Re: CaseFirst and CaseLevel Tailorings of UCA and LDML from Markus Scherer on 2012-05-23 (Unicode Mail List Archive)

From: Markus Scherer <markus.icu_at_gmail.com>
Date: Wed, 23 May 2012 10:35:46 -0700

On Tue, May 22, 2012 at 2:22 PM, Richard Wordingham <
richard.wordingham_at_ntlworld.com> wrote:

> > > > I can dig up the ICU code that computes the
> > > > collation case bits for a string.
>
> It would be helpful. I can't see well enough how the data gets in.
>

I found the code that computes the case bits (2 bits for lower/mixed/upper)
for building ICU tailorings. Search for "getCaseBits" in

Java:
main/classes/collate/src/com/ibm/icu/text/CollationParsedRuleBuilder.java<http://bugs.icu-project.org/trac/browser/icu4j/trunk/main/classes/collate/src/com/ibm/icu/text/CollationParsedRuleBuilder.java>

C++: source/i18n/ucol_bld.cpp<http://bugs.icu-project.org/trac/browser/icu/trunk/source/i18n/ucol_bld.cpp>

Sadly, this code looks fishy. I just submitted
http://bugs.icu-project.org/trac/ticket/9337

It is also clear that the CLDR UCA/DUCET table used in ICU
(FractionalUCA.txt) is built with different code for the case bits that
works for supplementary characters. For example Deseret small/capital
letter long i have the correct case bits in our version of the DUCET but
both get "lower case" bits when tailoring them.

(RECORD LIST):
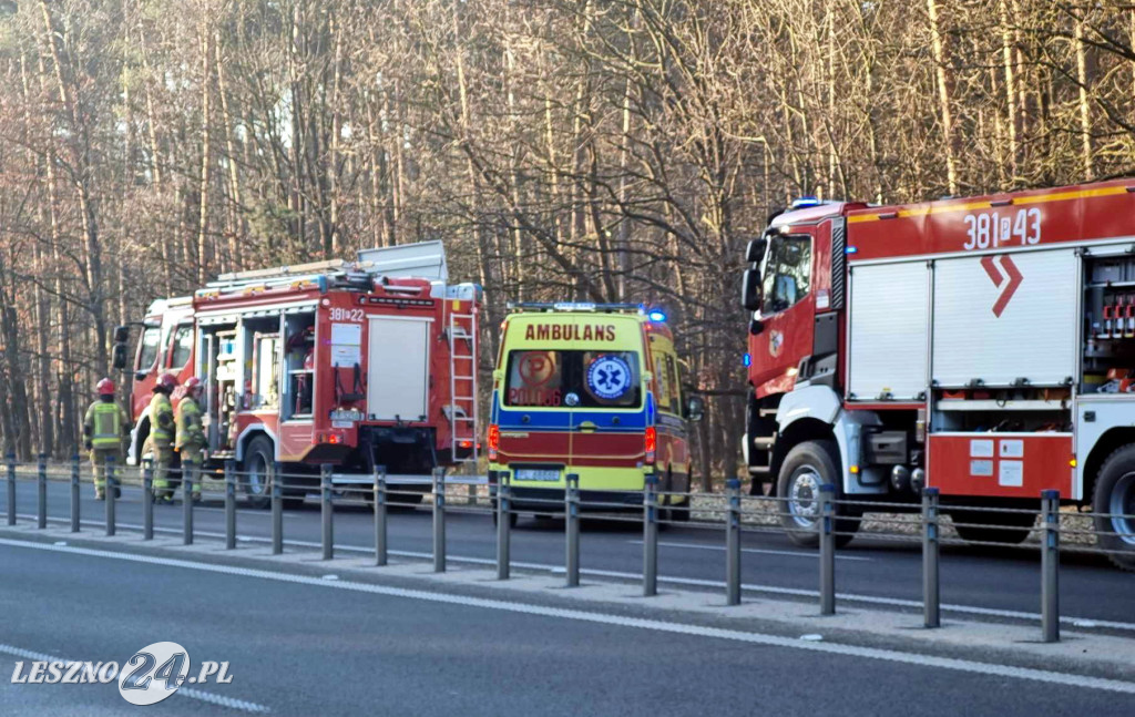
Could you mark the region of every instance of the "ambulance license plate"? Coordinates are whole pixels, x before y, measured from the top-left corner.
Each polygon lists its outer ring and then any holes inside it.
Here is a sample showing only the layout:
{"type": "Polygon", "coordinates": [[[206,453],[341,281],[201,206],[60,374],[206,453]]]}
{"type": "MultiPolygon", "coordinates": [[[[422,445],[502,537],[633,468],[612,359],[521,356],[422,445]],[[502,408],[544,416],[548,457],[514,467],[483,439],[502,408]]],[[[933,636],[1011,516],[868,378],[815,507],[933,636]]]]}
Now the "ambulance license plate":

(WHAT IS NEEDED): Please write out, word for word, the stretch of the mailing list reply on collation case bits from "Sadly, this code" through "when tailoring them.".

(RESULT BELOW):
Sadly, this code looks fishy. I just submitted
http://bugs.icu-project.org/trac/ticket/9337

It is also clear that the CLDR UCA/DUCET table used in ICU
(FractionalUCA.txt) is built with different code for the case bits that
works for supplementary characters. For example Deseret small/capital
letter long i have the correct case bits in our version of the DUCET but
both get "lower case" bits when tailoring them.